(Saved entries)
○ ○ ○

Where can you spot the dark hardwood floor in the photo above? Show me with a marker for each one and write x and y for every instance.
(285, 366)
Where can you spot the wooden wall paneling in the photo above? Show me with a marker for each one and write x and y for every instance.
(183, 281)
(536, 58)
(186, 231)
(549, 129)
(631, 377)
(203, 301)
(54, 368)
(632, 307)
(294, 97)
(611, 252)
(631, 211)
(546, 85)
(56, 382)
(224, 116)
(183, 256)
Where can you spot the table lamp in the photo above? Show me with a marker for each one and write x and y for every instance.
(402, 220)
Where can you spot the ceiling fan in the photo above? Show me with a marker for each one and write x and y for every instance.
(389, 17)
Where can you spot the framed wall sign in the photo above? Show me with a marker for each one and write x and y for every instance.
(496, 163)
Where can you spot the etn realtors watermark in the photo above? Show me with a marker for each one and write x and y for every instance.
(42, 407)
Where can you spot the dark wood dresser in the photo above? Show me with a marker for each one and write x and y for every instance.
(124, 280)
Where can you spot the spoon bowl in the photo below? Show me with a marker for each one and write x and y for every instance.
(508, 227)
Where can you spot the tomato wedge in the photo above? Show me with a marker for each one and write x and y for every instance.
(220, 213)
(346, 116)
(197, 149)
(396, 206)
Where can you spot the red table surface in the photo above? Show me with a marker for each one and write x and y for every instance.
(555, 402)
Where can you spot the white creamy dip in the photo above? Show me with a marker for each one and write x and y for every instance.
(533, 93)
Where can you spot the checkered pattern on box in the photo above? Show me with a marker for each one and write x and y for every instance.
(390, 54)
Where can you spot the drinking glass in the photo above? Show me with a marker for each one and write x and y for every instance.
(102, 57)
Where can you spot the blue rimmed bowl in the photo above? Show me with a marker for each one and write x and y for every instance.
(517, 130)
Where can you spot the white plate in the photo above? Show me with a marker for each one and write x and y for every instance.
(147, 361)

○ ○ ○

Your task is to transcribe all of the entries word for word.

Task solution »
Where can you spot the dark hardwood floor in the photo above? Show me with a marker for each one and write x and y for every instance.
(285, 366)
Where can you spot the wooden wall paneling in the photo above? Show me with a marker for each one and write x and y for every instance.
(183, 281)
(536, 58)
(186, 231)
(549, 129)
(631, 377)
(203, 301)
(54, 368)
(632, 307)
(294, 97)
(611, 252)
(631, 211)
(546, 85)
(56, 382)
(224, 116)
(183, 256)
Where can you spot the table lamp in the photo above? Show me with a marker for each one and write x and y for every instance.
(402, 220)
Where can you spot the ceiling fan in the photo above? Show me with a marker for each one and write x and y for every instance.
(389, 17)
Where can you spot the framed wall sign in the photo above? Show me with a marker for each one and write x and y for every instance.
(496, 163)
Where can you spot the etn realtors watermark in the photo above? Show me with a marker for each one and write x and y for every instance.
(42, 407)
Where can you spot the dark wood dresser in the photo above? Show me with a marker for each one and write x and y for every instance.
(124, 280)
Where can you spot the spoon bowl in the photo below? Show me with a marker for each one and write x and y for every instance.
(508, 227)
Where can you spot the tomato wedge in the photo above? Show me with a marker for each one and write x and y for every instance.
(220, 213)
(346, 116)
(197, 149)
(396, 206)
Where can you spot the red table surface in the photo above? Show me with a marker for each one and write x and y for every instance.
(555, 402)
Where can you spot the white creamy dip in the photo above? Show me with a marker for each one and write x and y for every instance.
(533, 93)
Where can you spot the checkered pattern on box in the photo above? Show me with a marker for each one and write x and y for every instance.
(390, 54)
Where can you spot the drinking glass in the photo above? Show me with a marker for each one and write x and y for every instance.
(102, 57)
Where can you spot the blue rimmed bowl in the photo above? Show me with a marker for each one and write x and y for every instance.
(517, 130)
Where can you spot the white plate in the photo above? Show me with a marker for each one and write x and y for every instance.
(147, 361)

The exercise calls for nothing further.